Task to complete - Where an image occurs, skip it and print the rest of the records verbatim.

Dataset entries -
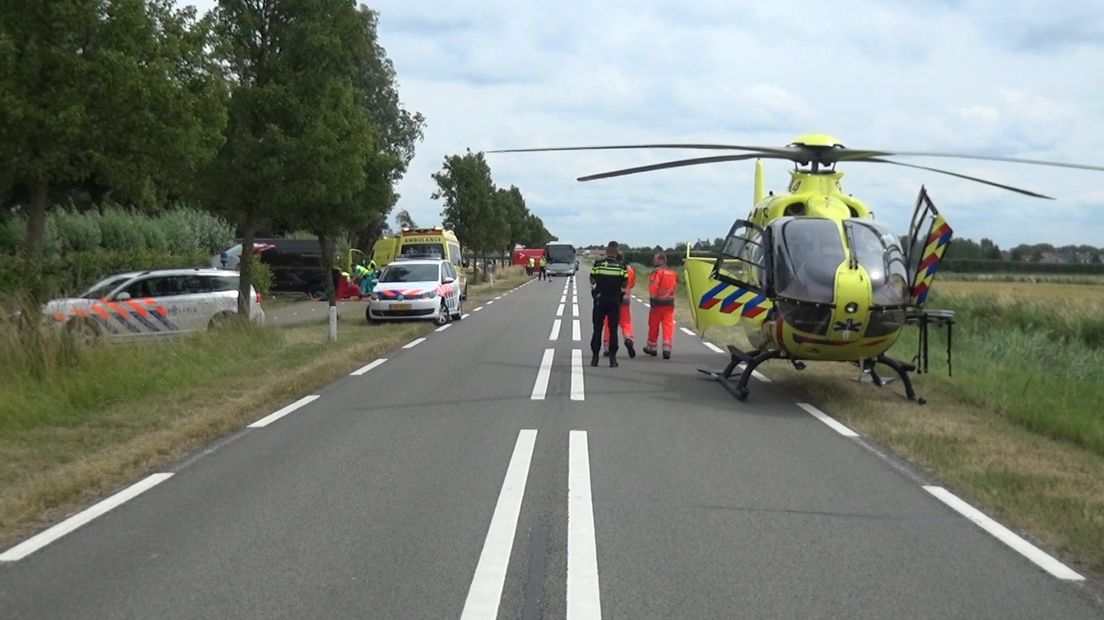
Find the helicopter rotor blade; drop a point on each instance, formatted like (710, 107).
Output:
(676, 163)
(966, 177)
(849, 155)
(694, 146)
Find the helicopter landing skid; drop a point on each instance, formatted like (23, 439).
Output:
(750, 363)
(902, 369)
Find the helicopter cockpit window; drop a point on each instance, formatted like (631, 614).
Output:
(879, 252)
(811, 253)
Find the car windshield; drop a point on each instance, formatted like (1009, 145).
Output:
(101, 289)
(410, 274)
(423, 250)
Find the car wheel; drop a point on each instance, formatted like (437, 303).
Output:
(442, 317)
(368, 317)
(221, 320)
(83, 330)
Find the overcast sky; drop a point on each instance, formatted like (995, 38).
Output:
(1015, 78)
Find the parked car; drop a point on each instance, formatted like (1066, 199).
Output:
(416, 289)
(141, 305)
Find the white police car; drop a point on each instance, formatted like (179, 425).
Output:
(416, 289)
(140, 305)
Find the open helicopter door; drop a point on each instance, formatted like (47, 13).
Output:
(742, 273)
(929, 238)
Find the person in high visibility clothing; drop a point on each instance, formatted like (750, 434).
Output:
(608, 279)
(625, 316)
(661, 286)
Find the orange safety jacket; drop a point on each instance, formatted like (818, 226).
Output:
(661, 286)
(629, 286)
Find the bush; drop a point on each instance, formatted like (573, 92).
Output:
(76, 232)
(119, 233)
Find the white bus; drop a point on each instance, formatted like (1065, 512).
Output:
(562, 259)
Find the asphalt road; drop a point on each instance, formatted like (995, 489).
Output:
(466, 477)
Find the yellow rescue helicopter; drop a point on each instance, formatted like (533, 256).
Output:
(809, 274)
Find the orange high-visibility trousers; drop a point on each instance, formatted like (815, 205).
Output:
(661, 317)
(625, 322)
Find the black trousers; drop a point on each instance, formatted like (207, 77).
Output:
(605, 309)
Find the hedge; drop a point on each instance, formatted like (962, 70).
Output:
(78, 270)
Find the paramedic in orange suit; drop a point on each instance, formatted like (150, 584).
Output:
(626, 317)
(661, 290)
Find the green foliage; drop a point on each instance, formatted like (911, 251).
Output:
(118, 92)
(465, 185)
(75, 231)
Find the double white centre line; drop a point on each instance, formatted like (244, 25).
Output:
(486, 590)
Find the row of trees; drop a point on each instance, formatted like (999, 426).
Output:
(269, 113)
(486, 217)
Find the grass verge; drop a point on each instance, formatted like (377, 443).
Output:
(87, 420)
(1017, 430)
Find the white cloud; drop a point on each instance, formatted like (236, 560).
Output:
(1011, 78)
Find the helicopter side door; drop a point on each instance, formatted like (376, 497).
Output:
(929, 238)
(742, 268)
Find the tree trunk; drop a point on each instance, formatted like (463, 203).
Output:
(245, 264)
(331, 289)
(35, 235)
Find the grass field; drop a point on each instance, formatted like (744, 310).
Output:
(77, 421)
(1018, 429)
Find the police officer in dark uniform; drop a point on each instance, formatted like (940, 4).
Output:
(608, 279)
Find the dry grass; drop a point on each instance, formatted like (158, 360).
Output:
(55, 460)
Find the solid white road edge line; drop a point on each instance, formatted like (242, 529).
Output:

Solution -
Find the helicopter rotor blade; drop a point on each instance, formatted like (710, 107).
Output:
(676, 163)
(966, 177)
(849, 155)
(694, 146)
Find the helicopter landing skid; drop a point on each instance, formatted like (23, 439).
Output:
(750, 363)
(902, 369)
Find the helicopter cockpit window; drop a point on each instance, formatted like (631, 614).
Output:
(879, 252)
(811, 253)
Find the car windshield; drop a point on each instance, formatted like (1009, 145).
Output:
(101, 289)
(410, 274)
(423, 250)
Find the car wheel; drop a point on each instance, formatted like (437, 303).
Output:
(442, 317)
(368, 317)
(221, 320)
(83, 330)
Find the overcast sky; drop a point on each instance, formatted like (995, 38).
Output:
(1015, 78)
Find the parked car; drop a point on each instance, formatted like (1066, 199).
Output:
(416, 289)
(141, 305)
Find the white police car; drop a point on each instance, formatted like (179, 425).
Output:
(416, 289)
(140, 305)
Find the open helicopter door; drop a point on each instance, formatted like (47, 13).
Output:
(742, 273)
(929, 238)
Find the person in high visibility clothing; drop a point on each instance, formatted like (750, 434).
Output:
(608, 279)
(625, 316)
(661, 286)
Find the orange safety jacket; drop a point on each instance, formatted like (818, 226).
Output:
(661, 286)
(629, 286)
Find the bush; drop a point on each instance, formatted like (573, 92).
Output:
(76, 232)
(119, 233)
Find the white bus; drop a point on each instance, formatted like (1065, 512).
Output:
(562, 259)
Find the asphalt road; drop a point on each instance, formatted like (995, 489).
Output:
(466, 477)
Find the yellow rescue helicopter; drop a point on each instance, formatted like (533, 256).
Output:
(809, 274)
Find the orange high-visibility trousers; drop a point on each instance, formatted like (815, 205).
Output:
(661, 317)
(625, 322)
Find the black trousers; drop a point on each instance, formatted like (207, 77).
Output:
(605, 309)
Find the hedge; drop a point on each instance, formatted like (962, 70).
Output:
(78, 270)
Find the paramedic in orange suit; drop a point on each instance, formatted like (150, 584).
Output:
(626, 317)
(661, 290)
Find the green foliage; drop a point on each instance, formatted like (911, 251).
Output:
(118, 92)
(465, 185)
(75, 231)
Find the double white centre line; drop a point on each instance, formatted like (244, 25).
Output:
(486, 590)
Find the row of trees; drop a point on each instance, formatted like (999, 426).
Output:
(269, 113)
(486, 217)
Find the grass verge; drop a point on each instance, formatted like (377, 443).
Output:
(87, 420)
(1017, 430)
Find the white cloud; drop a point on each instance, formatted like (236, 560).
Output:
(1011, 78)
Find the helicopter side door; drop a point on each instance, formatted like (376, 497).
Output:
(929, 238)
(742, 268)
Find the tree trunk; drop a point on each instance, formatted like (463, 203).
Output:
(245, 264)
(331, 289)
(35, 235)
Find the grass field; drop a point on each instance, formatted like (744, 310).
Output:
(77, 421)
(1018, 429)
Find the police officer in dark uniform; drop a point on each instance, formatted like (940, 4).
Output:
(608, 279)
Find the dry grass; drop a point on each instance, formatted like (158, 360).
Output:
(55, 460)
Find the solid white road edge line; drop a point on each instance, formatted like (242, 529).
Output:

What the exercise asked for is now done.